- **TEXT FOR ANALYSIS**
-------------------------

Jason Dodge: Gemini
As Dieter Roelstrate wrote about Jason Dodge’s work. “One could be forgiven for calling Jason Dodge a poet. He is a sculptor, handler of things, words, have little to do with what he does. Yet there is no mistaking the syntactic quality of his peculiarly economic way with objects, things. The deliberate scansion that imbues his command of space—his material phraseology, so to speak. One word, right there—and then a comma, there. The writer’s art of pacing and spacing, the poet’s bellyaching over the precise order of three nouns on a page, for instance, resembles the artist’s serene resolution in devising the right rhythm for a given space—and ‘empty’ is just what it looks like, not what it feels like.”
For this exhibition at Gallery Allen, Jason chose to invite Florence Jung to contribute both in conversation and practice, including two of her recent scenarios. One could also be forgiven for describing Florence Jung as a poet. Her contortions of psychological expectations evoke persona poems, in which the poet embodies a character’s thoughts, feelings, and experiences, presenting them in the first person as if speaking directly as that persona.
In Jung’s case, she describes a scenario, but the outcome of the action can only be a projection. By design, we will never be made aware of the thoughts, feelings, and experiences of the receiver or the person on “the other end of the telephone.” Unless the scenario is addressed to you individually, you will never experience the scenario taking place.

-------------------------

- **DATA SECTION**

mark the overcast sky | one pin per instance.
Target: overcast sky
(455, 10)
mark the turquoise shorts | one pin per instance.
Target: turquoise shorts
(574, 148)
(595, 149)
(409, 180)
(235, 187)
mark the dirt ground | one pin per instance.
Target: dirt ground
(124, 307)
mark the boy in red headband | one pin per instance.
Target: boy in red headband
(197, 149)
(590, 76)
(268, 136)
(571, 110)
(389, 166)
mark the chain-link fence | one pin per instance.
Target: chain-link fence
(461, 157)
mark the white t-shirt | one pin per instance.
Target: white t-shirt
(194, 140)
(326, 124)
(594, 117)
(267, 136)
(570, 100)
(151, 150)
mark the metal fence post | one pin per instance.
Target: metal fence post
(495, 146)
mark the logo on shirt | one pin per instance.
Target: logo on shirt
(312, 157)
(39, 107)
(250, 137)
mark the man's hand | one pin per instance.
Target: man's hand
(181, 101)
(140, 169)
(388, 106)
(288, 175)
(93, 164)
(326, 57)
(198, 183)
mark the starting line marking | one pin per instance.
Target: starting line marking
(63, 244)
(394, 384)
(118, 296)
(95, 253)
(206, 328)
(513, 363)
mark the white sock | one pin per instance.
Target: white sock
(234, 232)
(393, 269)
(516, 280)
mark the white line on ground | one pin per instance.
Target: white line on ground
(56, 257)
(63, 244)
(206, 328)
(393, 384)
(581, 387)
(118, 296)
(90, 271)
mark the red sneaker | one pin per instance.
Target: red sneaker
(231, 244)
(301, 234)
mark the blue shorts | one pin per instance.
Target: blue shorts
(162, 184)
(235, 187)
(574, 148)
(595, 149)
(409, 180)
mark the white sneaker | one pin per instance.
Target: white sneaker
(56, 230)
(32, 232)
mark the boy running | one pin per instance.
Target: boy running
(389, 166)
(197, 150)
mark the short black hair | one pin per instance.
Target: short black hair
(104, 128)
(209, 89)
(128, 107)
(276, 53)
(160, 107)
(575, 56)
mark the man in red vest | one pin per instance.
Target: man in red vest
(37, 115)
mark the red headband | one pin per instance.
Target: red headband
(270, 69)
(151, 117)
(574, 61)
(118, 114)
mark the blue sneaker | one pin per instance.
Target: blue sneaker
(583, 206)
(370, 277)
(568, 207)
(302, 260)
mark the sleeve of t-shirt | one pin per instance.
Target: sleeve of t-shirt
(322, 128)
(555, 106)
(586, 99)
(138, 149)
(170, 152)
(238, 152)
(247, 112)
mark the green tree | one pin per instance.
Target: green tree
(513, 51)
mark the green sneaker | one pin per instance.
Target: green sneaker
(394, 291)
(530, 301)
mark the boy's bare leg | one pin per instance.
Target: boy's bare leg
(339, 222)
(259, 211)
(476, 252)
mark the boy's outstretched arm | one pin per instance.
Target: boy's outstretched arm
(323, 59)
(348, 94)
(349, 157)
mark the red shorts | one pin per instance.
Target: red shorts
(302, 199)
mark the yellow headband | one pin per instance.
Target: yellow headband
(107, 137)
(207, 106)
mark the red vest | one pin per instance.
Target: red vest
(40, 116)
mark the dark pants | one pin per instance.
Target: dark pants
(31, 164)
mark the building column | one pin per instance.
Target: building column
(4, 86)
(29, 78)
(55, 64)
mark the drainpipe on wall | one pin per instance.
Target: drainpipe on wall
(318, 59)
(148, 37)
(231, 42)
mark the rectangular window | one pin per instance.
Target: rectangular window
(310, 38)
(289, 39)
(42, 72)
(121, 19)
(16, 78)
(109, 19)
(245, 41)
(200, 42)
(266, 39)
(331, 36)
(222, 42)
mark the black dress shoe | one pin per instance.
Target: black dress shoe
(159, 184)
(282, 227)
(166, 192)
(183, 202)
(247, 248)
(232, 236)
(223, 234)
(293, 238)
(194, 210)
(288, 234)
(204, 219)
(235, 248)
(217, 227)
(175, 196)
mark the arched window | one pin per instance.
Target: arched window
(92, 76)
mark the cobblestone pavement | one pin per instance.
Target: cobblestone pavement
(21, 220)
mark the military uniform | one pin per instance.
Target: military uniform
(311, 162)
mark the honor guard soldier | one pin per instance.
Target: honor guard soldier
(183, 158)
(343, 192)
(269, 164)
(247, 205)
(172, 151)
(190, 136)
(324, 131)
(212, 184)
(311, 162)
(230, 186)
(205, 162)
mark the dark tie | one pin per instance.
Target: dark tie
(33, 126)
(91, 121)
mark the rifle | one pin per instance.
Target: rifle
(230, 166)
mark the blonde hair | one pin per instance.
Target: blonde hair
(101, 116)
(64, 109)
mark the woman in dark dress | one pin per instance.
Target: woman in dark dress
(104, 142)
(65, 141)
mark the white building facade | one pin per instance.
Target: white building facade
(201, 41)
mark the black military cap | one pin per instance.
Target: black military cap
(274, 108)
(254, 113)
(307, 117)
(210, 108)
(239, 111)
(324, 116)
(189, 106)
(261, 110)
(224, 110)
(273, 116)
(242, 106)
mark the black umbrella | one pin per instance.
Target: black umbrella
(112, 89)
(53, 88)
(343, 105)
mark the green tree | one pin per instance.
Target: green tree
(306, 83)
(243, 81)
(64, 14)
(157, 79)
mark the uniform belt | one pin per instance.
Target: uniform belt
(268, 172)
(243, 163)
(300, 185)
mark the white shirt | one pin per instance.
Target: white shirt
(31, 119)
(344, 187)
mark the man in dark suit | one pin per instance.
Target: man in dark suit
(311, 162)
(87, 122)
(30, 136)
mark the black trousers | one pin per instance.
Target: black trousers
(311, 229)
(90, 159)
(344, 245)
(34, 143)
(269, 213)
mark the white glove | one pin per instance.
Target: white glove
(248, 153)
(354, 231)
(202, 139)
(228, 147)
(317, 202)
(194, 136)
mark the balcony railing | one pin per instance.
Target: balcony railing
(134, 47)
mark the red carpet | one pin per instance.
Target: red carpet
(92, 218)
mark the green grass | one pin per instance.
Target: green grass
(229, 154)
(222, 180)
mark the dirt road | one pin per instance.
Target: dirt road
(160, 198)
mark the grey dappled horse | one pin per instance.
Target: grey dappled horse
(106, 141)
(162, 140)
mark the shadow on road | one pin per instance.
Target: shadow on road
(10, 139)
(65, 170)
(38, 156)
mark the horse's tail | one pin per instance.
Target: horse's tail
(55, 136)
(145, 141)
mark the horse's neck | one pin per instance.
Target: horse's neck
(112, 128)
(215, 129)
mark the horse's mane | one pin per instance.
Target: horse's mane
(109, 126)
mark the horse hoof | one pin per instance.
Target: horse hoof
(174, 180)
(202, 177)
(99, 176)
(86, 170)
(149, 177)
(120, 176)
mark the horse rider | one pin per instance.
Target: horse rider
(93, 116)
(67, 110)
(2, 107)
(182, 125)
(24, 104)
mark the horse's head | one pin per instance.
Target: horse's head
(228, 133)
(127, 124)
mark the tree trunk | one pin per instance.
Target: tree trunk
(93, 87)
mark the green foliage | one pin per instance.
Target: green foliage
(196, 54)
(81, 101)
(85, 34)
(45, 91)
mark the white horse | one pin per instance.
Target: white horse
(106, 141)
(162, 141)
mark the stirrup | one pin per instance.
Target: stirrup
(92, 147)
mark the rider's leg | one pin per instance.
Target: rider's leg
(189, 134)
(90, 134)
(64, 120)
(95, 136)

-------------------------

- **TASK REQUIREMENTS**
Answer these questions from the text on Jason Dodge's exhibition.
(a) Whose words about Jason Dodge's work are quoted?
(b) At which gallery is the exhibition held?
(c) What kind of poems do Florence Jung's contortions of psychological expectations evoke?

- **SOLUTION**
(a) Dieter Roelstrate's
(b) Gallery Allen
(c) Persona poems